Durch diesen Beitrag von Dr. Elizabeth Fernandez inspiriert, möchte ich heute der Frage meine persönliche Antwort geben, ob durch künstliche Intelligenz bzw. maschinelles Lernen generierte Bildbeschreibungen und Alternativtexte für Grafiken diejenigen vom Menschen in Zukunft überflüssig machen werden.

Seit mehreren Jahren macht die Erkennung von Bildern durch Computer erhebliche Fortschritte. Weit über die reine Texterkennung hinaus werden inzwischen Menschen, Objekte wie Bäume oder andere Pflanzen, Möbel, Tiere usw. erkannt. Große Firmen wie Facebook, Apple, Microsoft und Google bauen diese in ihre Dienste ein. Mit dem iPhone 11 kann man als Blinder heute Fotos aufnehmen und bekommt schon vor dem Betätigen des Auslösers angesagt, was VoiceOver in dem Bild zu erkennen glaubt. Und diese Bildbeschreibungen helfen tatsächlich, wenn auch nur bedingt. Bei Texterkennung, also z. B. gescreenshottetem Text, klappt das zumeist schon ganz ordentlich. Gerade Microsoft’s Seeing AI App ist da sehr gut bei.

Chrome geht inzwischen sogar so weit, Screen-Reader-Nutzern anzubieten, Bildern ohne Alternativtext eine durch die Erkennung ihrer Cloud generierte Bildbeschreibung hinzuzufügen. Im auf Chromium baiserten neuen Edge-Browser von Microsoft ist diese Funktion zur Zeit zwar deaktiviert, aber Microsoft wird sie sicher auch bald mit seiner eigenen Bilderkennung verdrahtet haben. Es besteht bei einigen durchaus die Befürchtung, dass diese bald dazu führen könnte, dass Webentwickler die Alternativtexte nicht mehr einpflegen, weil das ja auch die KI der Dienste übernehmen könnte. Ich glaube aber nicht, dass das passiert.

Zum einen werden die Tools zum Testen auf Barrierefreiheit fehlende Alternativtexte weiterhin vehement anmeckern. Außerdem gibt es z. B. bei Twitter selbst dann einen Alternativtext für Bilder, nämlich das Wort „Bild“, wenn keine Bildbeschreibung durch den Verfasser hinterlegt wurde. In diesem Fall greift also die Funktion von Chrome gar nicht.

All diese Lösungen haben außerdem ein Problem. Ihnen fehlt eine Komponente, die sich so bald durch kein neuronales Netz, keine künstliche Intelligenz, ersetzen lassen wird: Die menschliche Komponente. Intuition, Empathie, Emotionalität, Erfahrung, all das, was die Lebenserfahrung ausmacht und uns erlaubt, die reinen Fakten in einem größeren Zusammenhang zu stellen. Jedes Bild ist mehr als die Summe seiner Einzelteile, es gibt eigentlich immer eine weitergehende Bedeutung, die eigentliche „Message“ des Bildes. Die meisten Sehenden können diese erfassen, weil die Menschen einen bestimmten Ausdruck haben, es im Hintergrund o. ä. noch einen weiteren Zusammenhang gibt, eine Situationskomik besteht, oder durch das Arrangement der vorhandenen Objekte eine bestimmte Nachricht zum Ausdruck gebracht wird.

Daten zu Referenzausdrücken
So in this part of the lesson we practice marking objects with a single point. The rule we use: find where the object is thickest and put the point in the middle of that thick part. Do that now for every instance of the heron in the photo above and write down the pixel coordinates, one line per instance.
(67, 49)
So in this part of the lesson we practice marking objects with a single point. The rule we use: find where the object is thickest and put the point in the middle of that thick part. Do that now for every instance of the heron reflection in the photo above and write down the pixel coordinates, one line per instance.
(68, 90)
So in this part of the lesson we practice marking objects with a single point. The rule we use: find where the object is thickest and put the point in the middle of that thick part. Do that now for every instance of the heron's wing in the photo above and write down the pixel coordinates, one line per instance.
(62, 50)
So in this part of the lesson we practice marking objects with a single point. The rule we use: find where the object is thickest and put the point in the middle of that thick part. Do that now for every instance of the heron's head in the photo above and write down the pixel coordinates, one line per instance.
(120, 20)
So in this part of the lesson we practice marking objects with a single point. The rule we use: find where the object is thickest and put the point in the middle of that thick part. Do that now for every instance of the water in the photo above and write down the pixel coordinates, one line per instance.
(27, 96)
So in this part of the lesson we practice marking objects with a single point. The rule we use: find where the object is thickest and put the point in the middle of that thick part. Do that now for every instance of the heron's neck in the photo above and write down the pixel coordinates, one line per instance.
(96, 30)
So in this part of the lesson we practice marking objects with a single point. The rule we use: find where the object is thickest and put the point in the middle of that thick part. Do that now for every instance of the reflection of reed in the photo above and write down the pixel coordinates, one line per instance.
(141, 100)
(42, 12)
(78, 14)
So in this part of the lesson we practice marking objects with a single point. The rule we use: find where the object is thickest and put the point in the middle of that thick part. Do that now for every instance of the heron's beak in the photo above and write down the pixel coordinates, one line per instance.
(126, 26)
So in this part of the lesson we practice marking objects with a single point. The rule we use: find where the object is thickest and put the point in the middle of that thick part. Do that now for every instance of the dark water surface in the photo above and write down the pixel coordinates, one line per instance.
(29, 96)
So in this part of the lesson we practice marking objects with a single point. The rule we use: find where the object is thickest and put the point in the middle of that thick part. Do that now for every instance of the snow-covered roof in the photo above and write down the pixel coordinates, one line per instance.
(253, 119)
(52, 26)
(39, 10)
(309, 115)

**Arbeitsaufträge**
**A.** Welches Wort setzt Twitter laut dem Textauszug als Alternativtext ein, wenn der Verfasser keine Bildbeschreibung hinterlegt hat?
**B.** Gib den Textauszug von „All diese Lösungen“ bis „Ausdruck gebracht wird.“ aktualisiert wieder und ersetze darin „neuronales Netz“ durch „Computerprogramm“.
**C.** Nenne alle großen Firmen, die laut dem Textauszug die Bilderkennung in ihre Dienste einbauen.

**Lösungen**
**A.** Das Wort „Bild“.

**B.**
All diese Lösungen haben außerdem ein Problem. Ihnen fehlt eine Komponente, die sich so bald durch kein Computerprogramm, keine künstliche Intelligenz, ersetzen lassen wird: Die menschliche Komponente. Intuition, Empathie, Emotionalität, Erfahrung, all das, was die Lebenserfahrung ausmacht und uns erlaubt, die reinen Fakten in einem größeren Zusammenhang zu stellen. Jedes Bild ist mehr als die Summe seiner Einzelteile, es gibt eigentlich immer eine weitergehende Bedeutung, die eigentliche „Message“ des Bildes. Die meisten Sehenden können diese erfassen, weil die Menschen einen bestimmten Ausdruck haben, es im Hintergrund o. ä. noch einen weiteren Zusammenhang gibt, eine Situationskomik besteht, oder durch das Arrangement der vorhandenen Objekte eine bestimmte Nachricht zum Ausdruck gebracht wird.

**C.** Facebook, Apple, Microsoft, Google